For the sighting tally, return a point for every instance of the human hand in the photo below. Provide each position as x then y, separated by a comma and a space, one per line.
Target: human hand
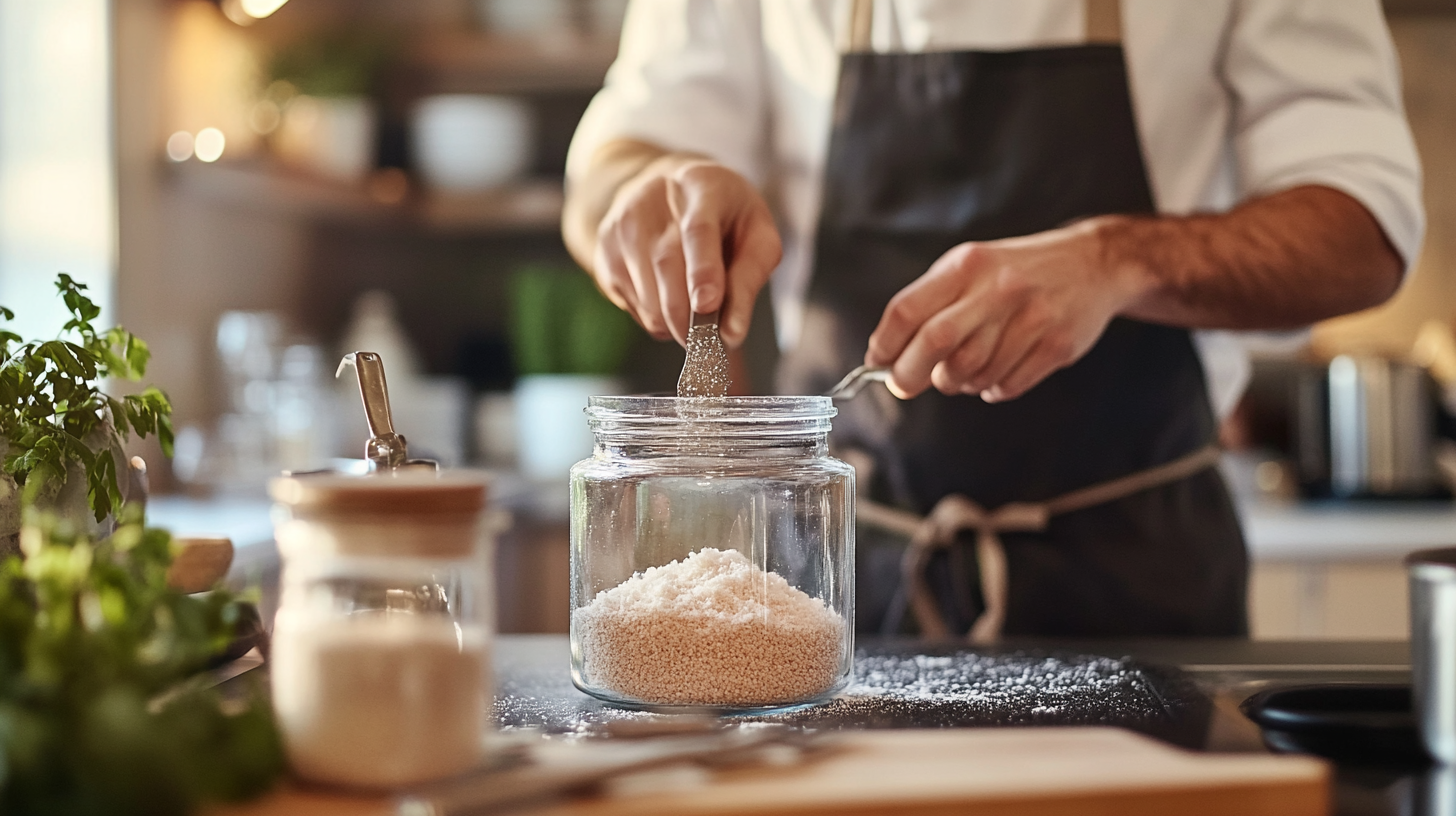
996, 318
686, 235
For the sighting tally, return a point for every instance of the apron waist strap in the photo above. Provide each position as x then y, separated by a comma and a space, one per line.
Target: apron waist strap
955, 513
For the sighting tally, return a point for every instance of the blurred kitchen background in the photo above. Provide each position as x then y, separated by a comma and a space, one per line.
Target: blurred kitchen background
256, 187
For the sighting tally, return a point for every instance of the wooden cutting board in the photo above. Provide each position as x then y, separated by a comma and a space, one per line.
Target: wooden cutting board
938, 773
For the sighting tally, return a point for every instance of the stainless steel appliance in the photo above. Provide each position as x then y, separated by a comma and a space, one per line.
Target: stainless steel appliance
1366, 427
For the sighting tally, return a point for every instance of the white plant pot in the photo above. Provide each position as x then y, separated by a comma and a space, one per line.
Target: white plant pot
331, 137
469, 142
551, 423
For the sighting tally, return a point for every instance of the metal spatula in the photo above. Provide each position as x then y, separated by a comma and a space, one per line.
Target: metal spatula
858, 379
705, 370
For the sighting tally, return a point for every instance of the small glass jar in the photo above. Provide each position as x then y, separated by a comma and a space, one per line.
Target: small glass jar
380, 650
712, 554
# # # # #
Look over the listing. Pull out every line with the string "then" in it.

For the sighting tally, return a point for every instance of the human hand in the photo below. Provide each position as x then y, separated by a comma and a space, one per line.
For the sighting tally, return a point for every instance of the apron waist strap in the photo above. Provide each position as x then y, separated by a comma and a space, one per line.
For the sighting tally, return a point for every instance of the blurred kitchen background in the photo above. Provide each position as x then y, separated by a comma and a space, one per line.
For the sighting tally, return a point for every instance of the wooden cutting board in the photo above. Provide each position as x then y, separated by a comma and a space, one per line.
For the sighting tally, return a point for every instance of the stainless steel appliance in the photo above. Provide each position as x then y, separated by a comma and a space, one per line.
For the sighting tally, return a point for every instance of the white plant pot in the photo above. Provide each position as x then y, separated by a comma and a space, one per line.
For the sighting tally, return a point for every instance of the metal spatula in the photo above. Provide each position as x then y, separated by a comma and a space, one per line.
For the sighting tally, return a point for every instance of the small glass jar in the photo above. Provide each position as x then y, separated by a comma and a space, one per line.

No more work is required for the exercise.